Job: Without omitting anything, retype the data that follows.

Excerpts of pointing data:
• • • • • • •
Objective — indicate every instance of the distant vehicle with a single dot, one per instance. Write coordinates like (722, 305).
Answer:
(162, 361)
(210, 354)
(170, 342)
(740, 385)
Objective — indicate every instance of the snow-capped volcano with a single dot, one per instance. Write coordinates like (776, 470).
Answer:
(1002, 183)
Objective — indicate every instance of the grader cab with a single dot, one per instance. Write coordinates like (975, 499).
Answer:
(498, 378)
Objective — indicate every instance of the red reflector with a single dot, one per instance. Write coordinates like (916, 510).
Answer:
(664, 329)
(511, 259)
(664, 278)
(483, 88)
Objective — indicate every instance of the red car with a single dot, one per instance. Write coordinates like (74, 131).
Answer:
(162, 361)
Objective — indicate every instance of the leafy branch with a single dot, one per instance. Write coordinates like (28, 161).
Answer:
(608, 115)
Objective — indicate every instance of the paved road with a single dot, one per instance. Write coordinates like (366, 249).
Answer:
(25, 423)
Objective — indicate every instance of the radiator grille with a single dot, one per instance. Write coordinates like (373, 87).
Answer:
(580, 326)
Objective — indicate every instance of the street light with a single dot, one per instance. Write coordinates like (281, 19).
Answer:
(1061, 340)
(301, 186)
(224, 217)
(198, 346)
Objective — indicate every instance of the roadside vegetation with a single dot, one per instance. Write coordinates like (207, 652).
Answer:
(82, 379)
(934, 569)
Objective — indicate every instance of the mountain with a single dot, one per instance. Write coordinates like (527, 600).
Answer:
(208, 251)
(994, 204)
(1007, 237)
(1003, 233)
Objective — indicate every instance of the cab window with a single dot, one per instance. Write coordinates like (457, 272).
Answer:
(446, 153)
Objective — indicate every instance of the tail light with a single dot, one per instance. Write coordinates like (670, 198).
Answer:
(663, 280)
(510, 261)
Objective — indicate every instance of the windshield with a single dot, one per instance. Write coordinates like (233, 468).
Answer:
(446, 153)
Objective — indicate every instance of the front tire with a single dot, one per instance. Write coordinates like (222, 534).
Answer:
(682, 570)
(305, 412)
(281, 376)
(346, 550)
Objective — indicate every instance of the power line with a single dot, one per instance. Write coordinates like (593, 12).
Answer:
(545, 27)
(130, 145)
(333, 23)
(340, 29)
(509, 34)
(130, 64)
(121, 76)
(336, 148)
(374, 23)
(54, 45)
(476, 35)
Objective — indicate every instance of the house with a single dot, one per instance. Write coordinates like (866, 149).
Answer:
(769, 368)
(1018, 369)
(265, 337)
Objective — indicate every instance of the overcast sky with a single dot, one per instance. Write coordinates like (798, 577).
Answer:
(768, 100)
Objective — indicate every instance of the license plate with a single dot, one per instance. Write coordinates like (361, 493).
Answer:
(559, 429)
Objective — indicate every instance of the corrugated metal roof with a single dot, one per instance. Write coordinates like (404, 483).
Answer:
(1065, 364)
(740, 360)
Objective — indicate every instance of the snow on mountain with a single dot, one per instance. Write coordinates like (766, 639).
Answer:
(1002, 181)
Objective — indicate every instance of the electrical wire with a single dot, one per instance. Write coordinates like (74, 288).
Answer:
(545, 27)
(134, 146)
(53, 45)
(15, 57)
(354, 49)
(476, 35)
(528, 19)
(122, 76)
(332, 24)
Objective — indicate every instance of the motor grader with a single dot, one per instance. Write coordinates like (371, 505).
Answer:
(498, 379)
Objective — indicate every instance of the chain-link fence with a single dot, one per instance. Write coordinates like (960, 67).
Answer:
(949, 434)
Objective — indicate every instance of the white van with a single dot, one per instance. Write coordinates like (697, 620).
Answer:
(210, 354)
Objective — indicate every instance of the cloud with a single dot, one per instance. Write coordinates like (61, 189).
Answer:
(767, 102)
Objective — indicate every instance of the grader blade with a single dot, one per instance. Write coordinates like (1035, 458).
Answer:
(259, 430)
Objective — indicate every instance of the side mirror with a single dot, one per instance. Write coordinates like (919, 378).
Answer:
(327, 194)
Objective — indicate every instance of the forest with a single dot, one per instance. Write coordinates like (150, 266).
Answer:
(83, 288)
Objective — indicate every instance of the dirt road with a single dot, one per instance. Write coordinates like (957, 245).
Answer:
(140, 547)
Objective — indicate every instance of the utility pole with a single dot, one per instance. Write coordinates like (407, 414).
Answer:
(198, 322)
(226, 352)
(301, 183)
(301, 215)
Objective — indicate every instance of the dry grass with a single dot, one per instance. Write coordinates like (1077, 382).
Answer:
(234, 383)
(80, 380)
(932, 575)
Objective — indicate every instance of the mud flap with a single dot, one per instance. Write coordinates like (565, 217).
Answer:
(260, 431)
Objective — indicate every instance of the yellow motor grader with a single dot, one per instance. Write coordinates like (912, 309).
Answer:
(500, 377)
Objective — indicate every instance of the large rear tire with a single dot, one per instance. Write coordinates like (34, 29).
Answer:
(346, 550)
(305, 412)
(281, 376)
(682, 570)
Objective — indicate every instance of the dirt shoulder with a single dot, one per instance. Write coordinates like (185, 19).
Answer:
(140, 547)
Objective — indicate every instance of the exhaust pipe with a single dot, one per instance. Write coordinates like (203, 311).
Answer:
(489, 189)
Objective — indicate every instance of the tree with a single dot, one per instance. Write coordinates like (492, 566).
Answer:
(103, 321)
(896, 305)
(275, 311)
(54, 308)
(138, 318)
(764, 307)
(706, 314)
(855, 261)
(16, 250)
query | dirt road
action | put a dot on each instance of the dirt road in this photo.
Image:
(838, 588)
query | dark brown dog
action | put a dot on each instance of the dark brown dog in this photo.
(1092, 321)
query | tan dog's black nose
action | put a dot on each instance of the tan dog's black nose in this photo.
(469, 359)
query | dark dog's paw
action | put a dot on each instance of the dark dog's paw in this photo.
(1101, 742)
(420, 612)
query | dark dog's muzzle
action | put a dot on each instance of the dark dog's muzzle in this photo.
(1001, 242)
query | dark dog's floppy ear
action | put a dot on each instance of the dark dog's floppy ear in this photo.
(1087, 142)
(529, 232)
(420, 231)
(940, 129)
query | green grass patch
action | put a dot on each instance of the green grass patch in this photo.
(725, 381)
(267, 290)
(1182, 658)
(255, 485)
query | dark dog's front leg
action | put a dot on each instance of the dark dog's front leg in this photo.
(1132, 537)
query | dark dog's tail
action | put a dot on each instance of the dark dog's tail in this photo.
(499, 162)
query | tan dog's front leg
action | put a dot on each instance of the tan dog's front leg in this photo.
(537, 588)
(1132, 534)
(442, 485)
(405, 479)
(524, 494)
• • • • • • •
Complete answer:
Objective — indicate every instance of the distant vehicle with a single dot, one per instance. Write coordinates like (722, 305).
Answer:
(162, 361)
(210, 354)
(170, 342)
(740, 385)
Objective — indicate every instance of the snow-capped volcano with a single dot, one per instance. Write coordinates like (776, 470).
Answer:
(1002, 183)
Objective — indicate every instance of the grader cab with a single dot, one per instance. Write coordinates like (975, 499).
Answer:
(498, 378)
Objective — indicate every instance of the red reflector with a single dot, one per instance. Write coordinates like (916, 510).
Answer:
(664, 329)
(511, 259)
(664, 278)
(483, 88)
Objective — indicate every instance of the red car with a single dot, one per instance. Write coordinates like (74, 131).
Answer:
(162, 361)
Objective — indicate every instance of the leafy branch with a single dot, one per instance. Write coordinates like (28, 161).
Answer:
(608, 115)
Objective — indicate every instance of the paved road with a single dot, one per instance. Write coordinates like (366, 249).
Answer:
(25, 423)
Objective — indicate every instance of the radiator grille with a single dot, one per instance. Write coordinates like (373, 87).
Answer:
(580, 326)
Objective — indicate every instance of the street light with a single dot, one per instance. Write coordinates like (281, 19).
Answer:
(1061, 340)
(301, 186)
(224, 217)
(198, 346)
Objective — indicate every instance of the roadside vegetation with a single dot, one per instance. Write coordinates like (207, 652).
Answer:
(82, 379)
(934, 569)
Objective — indicate every instance of the mountain with a single dot, one per instance. Write coordinates like (527, 600).
Answer:
(208, 251)
(994, 204)
(1007, 237)
(1003, 233)
Objective — indicate every instance of the cab window with a single dot, one per instance. Write coordinates like (457, 272).
Answer:
(446, 153)
Objective — indicate every instance of the tail light with a single dot, one per instance. Write coordinates like (670, 198).
Answer:
(663, 280)
(510, 261)
Objective — indicate every instance of the windshield with a single dot, one per instance. Write coordinates like (233, 468).
Answer:
(446, 153)
Objective — indicate every instance of the front tire with a single dot, one per instance. Write coordinates like (222, 534).
Answer:
(682, 570)
(305, 412)
(281, 376)
(346, 550)
Objective — indicate every instance of the power line with a single dot, one per instance. Write coordinates like (593, 12).
Answer:
(545, 27)
(130, 145)
(333, 23)
(340, 29)
(509, 34)
(130, 64)
(121, 76)
(336, 148)
(374, 23)
(54, 45)
(476, 35)
Objective — indicate every instance of the house with a single dot, one per instance. Write coordinates like (866, 149).
Answer:
(769, 368)
(1018, 369)
(265, 337)
Objective — indicate every instance of the overcast sky with a single dot, one per instance. Write coordinates like (798, 577).
Answer:
(768, 100)
Objective — indicate every instance of the license plate with a single dot, one per instance. Write coordinates like (361, 493).
Answer:
(559, 429)
Objective — indicate every instance of the corrugated metal roof with a single dot, one per instance. Write coordinates like (404, 483).
Answer:
(1065, 364)
(740, 360)
Objective — indicate every instance of the snow on mountain with a single dot, one per instance. Write coordinates like (766, 639).
Answer:
(1002, 181)
Objective — indicate every instance of the electrical wire with a single dot, one per instance. Write coordinates like (74, 288).
Answer:
(545, 27)
(134, 146)
(53, 45)
(15, 57)
(354, 49)
(476, 35)
(528, 19)
(122, 76)
(332, 24)
Objective — indicate every instance of the motor grader with a single dot, one per instance. Write coordinates like (371, 505).
Answer:
(498, 379)
Objective — indicate every instance of the chain-link fence with a single dot, one per instance. Write coordinates like (960, 67).
Answer:
(949, 434)
Objective — indicate every instance of the white van with a single dot, one per instance. Write coordinates like (697, 620).
Answer:
(210, 354)
Objective — indicate every instance of the cloud with a single dot, one per instance. Write coordinates like (61, 189).
Answer:
(767, 102)
Objective — indicate every instance of the grader blade with a single dot, one per instance. Write coordinates like (1035, 458).
Answer:
(259, 430)
Objective — indicate every instance of the side mirror with a single dot, one per instance. Write coordinates like (919, 378).
Answer:
(327, 194)
Objective — indicate every instance of the forest with a single dot, one per instance. Write coordinates like (150, 266).
Answer:
(83, 288)
Objective — indicate every instance of the dirt road with a single dot, one per instance. Write coordinates like (957, 245).
Answer:
(140, 547)
Objective — indicate every instance of the utility pole with a single dot, one per instance. Write coordinates like (407, 414).
Answer:
(198, 322)
(226, 352)
(301, 183)
(301, 215)
Objective — indicate every instance of the dry grass with a single dot, one per instance. Write coordinates like (1077, 382).
Answer:
(234, 383)
(80, 380)
(932, 575)
Objective — indicate every instance of the mud flap with a single dot, one per instance. Write coordinates like (565, 217).
Answer:
(260, 431)
Objective — indicate every instance of the yellow motor grader with a single dot, one per instance. Write coordinates like (912, 309).
Answer:
(500, 377)
Objective — indicate every instance of the large rear tire with a single dot, one per instance. Write coordinates like (34, 29).
Answer:
(346, 550)
(305, 412)
(281, 376)
(682, 570)
Objective — indicate every instance of the dirt shoulder with a single dot, one per instance. Write coordinates like (185, 19).
Answer:
(140, 547)
Objective — indicate every instance of the exhaust pipe with a single dot, one per instance. Write coordinates like (203, 311).
Answer:
(489, 189)
Objective — indicate every instance of the tree with a single dot, one per instance. Write coordinates like (492, 566).
Answer:
(103, 321)
(896, 305)
(275, 311)
(54, 308)
(138, 318)
(764, 307)
(706, 314)
(855, 261)
(16, 250)
query | dirt road
action | put a dot on each instance of the dirt road in this photo.
Image:
(838, 588)
query | dark brown dog
action | put a dot on each instance of the dark brown dog in this photo.
(1092, 321)
query | tan dog's black nose
action | put a dot on each instance of the tan dog's black nose in this photo.
(469, 359)
query | dark dog's paw
action | put a dot on each instance of the dark dog's paw in this photo.
(1101, 742)
(420, 612)
query | dark dog's muzzle
action | put a dot on each instance of the dark dog's muzzle in this photo.
(1001, 242)
query | dark dog's floppy ear
action | put a dot on each instance of the dark dog's floppy ear in this photo.
(1087, 142)
(529, 232)
(420, 231)
(940, 129)
query | green grass patch
action | put a dot on each instance of the green grass patch in this photo.
(725, 381)
(267, 290)
(1182, 658)
(255, 485)
query | dark dog's front leg
action | put a dot on each instance of the dark dog's front leg in this photo.
(1132, 537)
query | dark dog's tail
action | put a dot on each instance of the dark dog's tail in this photo.
(499, 162)
query | tan dog's front leg
action | put a dot on each instance of the tan dog's front leg in this photo.
(537, 588)
(1132, 534)
(442, 485)
(405, 479)
(524, 494)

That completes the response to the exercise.